Could you turn the lines below, from the one containing "Question. Identify the horse's eye" through the last line inclusive, into a numbered list with any blank lines left out?

[Start]

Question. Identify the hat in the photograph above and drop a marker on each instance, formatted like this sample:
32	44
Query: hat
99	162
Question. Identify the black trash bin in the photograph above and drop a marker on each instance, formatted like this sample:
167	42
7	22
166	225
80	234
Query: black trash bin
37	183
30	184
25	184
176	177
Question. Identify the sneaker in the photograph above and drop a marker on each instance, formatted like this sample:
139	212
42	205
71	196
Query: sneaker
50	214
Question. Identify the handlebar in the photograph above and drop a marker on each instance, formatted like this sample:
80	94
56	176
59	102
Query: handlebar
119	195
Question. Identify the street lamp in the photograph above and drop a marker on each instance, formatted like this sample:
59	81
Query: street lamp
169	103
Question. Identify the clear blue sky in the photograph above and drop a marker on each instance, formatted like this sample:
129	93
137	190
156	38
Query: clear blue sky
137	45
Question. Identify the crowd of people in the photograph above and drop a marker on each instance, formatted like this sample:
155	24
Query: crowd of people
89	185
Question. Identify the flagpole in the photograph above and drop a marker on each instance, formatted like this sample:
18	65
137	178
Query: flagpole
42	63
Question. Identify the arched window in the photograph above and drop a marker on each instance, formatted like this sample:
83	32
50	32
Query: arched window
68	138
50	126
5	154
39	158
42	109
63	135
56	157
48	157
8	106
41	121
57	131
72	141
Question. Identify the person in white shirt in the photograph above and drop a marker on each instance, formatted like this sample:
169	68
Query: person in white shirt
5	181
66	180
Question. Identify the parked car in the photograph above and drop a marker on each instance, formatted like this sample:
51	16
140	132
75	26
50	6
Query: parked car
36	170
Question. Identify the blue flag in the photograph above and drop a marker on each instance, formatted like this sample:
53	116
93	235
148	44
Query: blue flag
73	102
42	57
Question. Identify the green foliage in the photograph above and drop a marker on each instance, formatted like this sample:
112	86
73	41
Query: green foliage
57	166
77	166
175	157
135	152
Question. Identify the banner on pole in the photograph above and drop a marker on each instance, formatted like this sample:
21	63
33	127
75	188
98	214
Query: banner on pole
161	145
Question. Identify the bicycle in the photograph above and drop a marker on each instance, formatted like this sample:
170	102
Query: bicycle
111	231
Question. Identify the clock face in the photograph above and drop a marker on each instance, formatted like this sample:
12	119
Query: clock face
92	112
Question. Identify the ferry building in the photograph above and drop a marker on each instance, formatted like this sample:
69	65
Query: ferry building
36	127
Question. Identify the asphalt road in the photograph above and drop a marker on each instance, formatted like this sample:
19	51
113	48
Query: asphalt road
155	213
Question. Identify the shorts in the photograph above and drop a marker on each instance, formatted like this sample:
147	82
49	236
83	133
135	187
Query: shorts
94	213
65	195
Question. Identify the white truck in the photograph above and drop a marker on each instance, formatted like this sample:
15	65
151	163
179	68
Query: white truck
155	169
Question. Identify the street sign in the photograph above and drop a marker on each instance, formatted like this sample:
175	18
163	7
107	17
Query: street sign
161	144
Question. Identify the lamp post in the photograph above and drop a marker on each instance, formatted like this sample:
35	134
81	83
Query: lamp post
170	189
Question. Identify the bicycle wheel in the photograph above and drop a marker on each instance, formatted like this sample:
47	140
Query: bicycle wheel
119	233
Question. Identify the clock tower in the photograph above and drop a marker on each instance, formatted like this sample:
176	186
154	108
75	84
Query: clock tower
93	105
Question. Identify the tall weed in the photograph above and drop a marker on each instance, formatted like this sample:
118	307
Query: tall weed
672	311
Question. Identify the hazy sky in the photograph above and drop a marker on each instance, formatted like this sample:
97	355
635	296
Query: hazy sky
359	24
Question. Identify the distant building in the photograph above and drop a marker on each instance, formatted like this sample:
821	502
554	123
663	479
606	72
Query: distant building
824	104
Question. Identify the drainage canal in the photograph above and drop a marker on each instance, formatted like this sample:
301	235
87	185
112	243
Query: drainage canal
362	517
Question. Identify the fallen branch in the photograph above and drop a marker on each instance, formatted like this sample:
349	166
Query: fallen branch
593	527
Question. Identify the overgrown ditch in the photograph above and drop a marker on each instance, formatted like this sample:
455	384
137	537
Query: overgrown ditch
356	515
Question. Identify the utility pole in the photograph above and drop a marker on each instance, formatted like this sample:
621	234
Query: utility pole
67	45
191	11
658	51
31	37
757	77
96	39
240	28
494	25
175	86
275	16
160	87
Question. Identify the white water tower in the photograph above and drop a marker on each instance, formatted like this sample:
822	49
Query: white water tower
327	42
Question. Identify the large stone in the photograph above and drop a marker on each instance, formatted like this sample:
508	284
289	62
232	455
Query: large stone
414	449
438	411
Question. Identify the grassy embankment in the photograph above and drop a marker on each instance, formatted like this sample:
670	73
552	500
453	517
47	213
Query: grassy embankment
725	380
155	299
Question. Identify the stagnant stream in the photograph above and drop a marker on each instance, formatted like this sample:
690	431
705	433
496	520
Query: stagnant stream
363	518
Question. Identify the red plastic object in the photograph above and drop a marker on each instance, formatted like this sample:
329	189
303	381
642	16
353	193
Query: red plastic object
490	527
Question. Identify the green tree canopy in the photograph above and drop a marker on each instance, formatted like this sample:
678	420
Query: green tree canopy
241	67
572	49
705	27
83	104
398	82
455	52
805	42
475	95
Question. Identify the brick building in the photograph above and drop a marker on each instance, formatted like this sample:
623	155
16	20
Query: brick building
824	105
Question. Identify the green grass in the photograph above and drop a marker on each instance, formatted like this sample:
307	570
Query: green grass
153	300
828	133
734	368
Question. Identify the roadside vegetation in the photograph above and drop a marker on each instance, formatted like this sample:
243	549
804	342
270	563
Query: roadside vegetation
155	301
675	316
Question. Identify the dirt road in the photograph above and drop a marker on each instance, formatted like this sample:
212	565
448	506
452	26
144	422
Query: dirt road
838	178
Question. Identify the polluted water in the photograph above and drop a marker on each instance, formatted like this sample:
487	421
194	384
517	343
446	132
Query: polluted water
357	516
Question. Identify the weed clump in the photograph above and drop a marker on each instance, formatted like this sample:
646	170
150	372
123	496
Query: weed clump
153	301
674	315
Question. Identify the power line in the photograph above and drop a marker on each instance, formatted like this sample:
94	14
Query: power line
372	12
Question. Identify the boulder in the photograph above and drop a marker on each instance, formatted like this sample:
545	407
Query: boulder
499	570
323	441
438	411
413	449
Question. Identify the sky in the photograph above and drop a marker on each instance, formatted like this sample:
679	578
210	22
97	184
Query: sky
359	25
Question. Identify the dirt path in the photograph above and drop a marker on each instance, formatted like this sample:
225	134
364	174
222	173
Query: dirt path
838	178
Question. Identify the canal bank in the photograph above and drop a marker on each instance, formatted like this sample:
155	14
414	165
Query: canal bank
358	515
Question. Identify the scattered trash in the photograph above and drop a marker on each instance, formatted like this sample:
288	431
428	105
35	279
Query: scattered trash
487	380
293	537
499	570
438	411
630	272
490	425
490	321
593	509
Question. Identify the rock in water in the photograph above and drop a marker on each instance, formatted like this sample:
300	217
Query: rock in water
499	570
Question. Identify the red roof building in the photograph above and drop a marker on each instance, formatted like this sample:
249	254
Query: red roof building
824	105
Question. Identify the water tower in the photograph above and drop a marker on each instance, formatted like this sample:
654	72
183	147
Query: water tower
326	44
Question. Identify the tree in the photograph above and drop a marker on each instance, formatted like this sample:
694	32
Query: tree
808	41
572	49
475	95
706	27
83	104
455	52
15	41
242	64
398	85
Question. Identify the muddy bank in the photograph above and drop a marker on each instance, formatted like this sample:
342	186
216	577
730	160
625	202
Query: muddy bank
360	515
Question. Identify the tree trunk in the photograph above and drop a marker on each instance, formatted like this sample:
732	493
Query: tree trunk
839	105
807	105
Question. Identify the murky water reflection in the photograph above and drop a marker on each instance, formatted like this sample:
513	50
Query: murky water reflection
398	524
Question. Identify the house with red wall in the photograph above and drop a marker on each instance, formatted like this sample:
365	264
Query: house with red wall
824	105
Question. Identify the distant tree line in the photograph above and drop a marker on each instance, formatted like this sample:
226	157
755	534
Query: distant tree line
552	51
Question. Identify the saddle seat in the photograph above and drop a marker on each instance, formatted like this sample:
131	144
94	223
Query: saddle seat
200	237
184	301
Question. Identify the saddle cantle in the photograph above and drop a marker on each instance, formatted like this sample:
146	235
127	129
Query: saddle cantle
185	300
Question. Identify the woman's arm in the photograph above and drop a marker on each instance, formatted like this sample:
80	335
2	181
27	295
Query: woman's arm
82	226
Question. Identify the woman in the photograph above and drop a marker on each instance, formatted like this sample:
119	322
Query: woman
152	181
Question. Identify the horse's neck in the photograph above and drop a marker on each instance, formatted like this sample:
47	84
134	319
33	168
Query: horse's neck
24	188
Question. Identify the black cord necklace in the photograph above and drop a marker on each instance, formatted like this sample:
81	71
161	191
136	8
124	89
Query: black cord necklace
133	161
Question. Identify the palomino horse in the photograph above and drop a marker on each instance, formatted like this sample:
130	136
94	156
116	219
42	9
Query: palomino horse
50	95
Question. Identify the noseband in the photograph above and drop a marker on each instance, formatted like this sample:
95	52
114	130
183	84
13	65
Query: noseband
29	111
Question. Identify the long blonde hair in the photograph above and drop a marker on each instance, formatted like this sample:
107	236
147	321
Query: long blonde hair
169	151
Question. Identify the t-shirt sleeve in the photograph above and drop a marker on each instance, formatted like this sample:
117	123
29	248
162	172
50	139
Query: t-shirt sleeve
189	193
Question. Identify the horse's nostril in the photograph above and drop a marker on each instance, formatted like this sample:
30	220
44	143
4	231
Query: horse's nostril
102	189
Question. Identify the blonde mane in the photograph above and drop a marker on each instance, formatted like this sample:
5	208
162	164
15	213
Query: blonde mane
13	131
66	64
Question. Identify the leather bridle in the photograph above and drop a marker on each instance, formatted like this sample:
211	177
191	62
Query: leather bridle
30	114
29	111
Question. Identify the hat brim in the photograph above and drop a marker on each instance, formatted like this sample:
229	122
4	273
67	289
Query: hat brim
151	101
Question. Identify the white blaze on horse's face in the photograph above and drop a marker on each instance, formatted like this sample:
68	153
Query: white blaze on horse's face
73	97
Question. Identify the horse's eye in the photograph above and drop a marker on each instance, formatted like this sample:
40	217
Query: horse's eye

[End]

EXERCISE RESULT:
1. Question. Identify the horse's eye in the photograph above and drop a marker on each instance, formatted like this sample:
2. 40	217
3. Query: horse's eye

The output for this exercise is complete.